→ **Set task A**: Count the lines of the records that contain the string "body", treating uppercase and lowercase as different, and give only that number.

→ **Text provided**:

- - - -

# breed



## bEnNy THE BeArDeD (Sep 15, 2008)

hi if i put any reptile with the same species but diffrents sex (diffrent family) would they fight e.g corn snake male and female bearded dragon male female and should they roughly be the same age for breeding


----------



## tomsdragons (Dec 23, 2007)

you will get banned soon, thats 2 stupid posts ive read from you in the space of 2 min...


----------



## rach666 (Dec 12, 2006)

WTF? ? ?,................................:bash:


----------



## alphakenny1 (Sep 16, 2008)

OMG the idiot has landed!


----------



## Ssthisto (Aug 31, 2006)

bEnNy THE BeArDeD said:


> hi if i put any reptile with the same species but diffrents sex (diffrent family) would they fight e.g corn snake male and female bearded dragon male female and should they roughly be the same age for breeding


They may fight.
They may breed.
They may ignore each other.

Yes, they absolutely SHOULD be of suitable age and weight to breed, just in case they DO.


----------



## leopardgeckomad (Feb 2, 2008)

this has got to be a wind-up!!:devil:


----------



## Magik (Jul 22, 2008)

Anybody read this fella's Blog???WTF?


----------



## djangel (Jan 26, 2007)

is this person having a remix????

my beardies saw my corn and wanted to kill it, so :censor: me putting them together,,

its a :censor:lizzard and a :censor:snake!!


sigh whats this world coming to?
mate, i dont think u should have animals! give them to me ill show them a good life!


----------



## Ssthisto (Aug 31, 2006)

Ummm, I didn't get the impression that the original poster wanted to house a beardie with a corn - he asked "could he house an opposite sex pair of beardies together OR an opposite sex pair of corns together".


----------



## Lisasgeckonursery (Feb 14, 2008)

yeah thats how i read it too :lol2: think people may have got a tad confused.


----------



## Sid.lola (Jan 10, 2008)

Here you go, might help:



bEnNy THE BeArDeD said:


> Hi! If i put any reptile with the same species but different sex (different family) would they fight? (e.g corn snake; male and female. Bearded dragon; male & female) Should they roughly be the same age as each other for breeding purposes?


----------



## djangel (Jan 26, 2007)

ooohhh man im so sorry i feel like a twat, i read it wrong,

:bash: plz forgive me


----------

- - - -

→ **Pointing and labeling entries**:
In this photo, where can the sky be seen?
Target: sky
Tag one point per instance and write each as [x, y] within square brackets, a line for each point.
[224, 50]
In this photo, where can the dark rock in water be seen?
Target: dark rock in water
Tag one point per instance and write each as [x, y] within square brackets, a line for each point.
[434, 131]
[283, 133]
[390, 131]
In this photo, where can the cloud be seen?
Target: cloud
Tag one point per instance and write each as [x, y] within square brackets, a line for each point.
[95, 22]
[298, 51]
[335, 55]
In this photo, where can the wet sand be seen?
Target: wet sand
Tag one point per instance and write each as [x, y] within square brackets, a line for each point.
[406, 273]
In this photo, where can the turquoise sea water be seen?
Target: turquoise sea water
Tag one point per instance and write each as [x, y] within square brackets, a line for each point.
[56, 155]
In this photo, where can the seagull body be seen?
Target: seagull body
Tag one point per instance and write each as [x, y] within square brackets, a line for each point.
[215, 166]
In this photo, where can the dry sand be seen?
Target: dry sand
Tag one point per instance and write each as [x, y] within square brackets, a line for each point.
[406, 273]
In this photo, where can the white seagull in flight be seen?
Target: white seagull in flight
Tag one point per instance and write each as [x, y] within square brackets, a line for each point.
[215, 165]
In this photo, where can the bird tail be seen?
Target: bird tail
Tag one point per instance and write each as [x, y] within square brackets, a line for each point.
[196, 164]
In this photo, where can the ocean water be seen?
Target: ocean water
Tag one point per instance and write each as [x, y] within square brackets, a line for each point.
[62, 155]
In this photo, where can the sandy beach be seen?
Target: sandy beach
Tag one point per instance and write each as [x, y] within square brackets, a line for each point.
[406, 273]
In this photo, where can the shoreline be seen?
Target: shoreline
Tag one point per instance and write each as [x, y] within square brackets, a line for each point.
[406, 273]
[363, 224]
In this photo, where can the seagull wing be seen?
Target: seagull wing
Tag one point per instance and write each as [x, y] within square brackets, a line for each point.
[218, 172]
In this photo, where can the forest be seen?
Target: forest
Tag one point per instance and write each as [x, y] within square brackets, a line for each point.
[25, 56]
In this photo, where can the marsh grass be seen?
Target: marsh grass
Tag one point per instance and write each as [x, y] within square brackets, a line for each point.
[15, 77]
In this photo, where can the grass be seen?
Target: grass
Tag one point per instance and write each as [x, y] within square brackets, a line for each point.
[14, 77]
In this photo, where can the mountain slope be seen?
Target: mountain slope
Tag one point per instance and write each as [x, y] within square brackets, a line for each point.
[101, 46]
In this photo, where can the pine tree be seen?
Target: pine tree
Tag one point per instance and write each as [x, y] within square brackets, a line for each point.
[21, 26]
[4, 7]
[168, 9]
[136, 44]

- - - -

→ **Set task B**: Reproduce word for word the stretch of the reptile breeding thread from "is this person" through "a good life!".

→ **Final answer A**: 2

→ **Final answer B**:
is this person having a remix????

my beardies saw my corn and wanted to kill it, so :censor: me putting them together,,

its a :censor:lizzard and a :censor:snake!!


sigh whats this world coming to?
mate, i dont think u should have animals! give them to me ill show them a good life!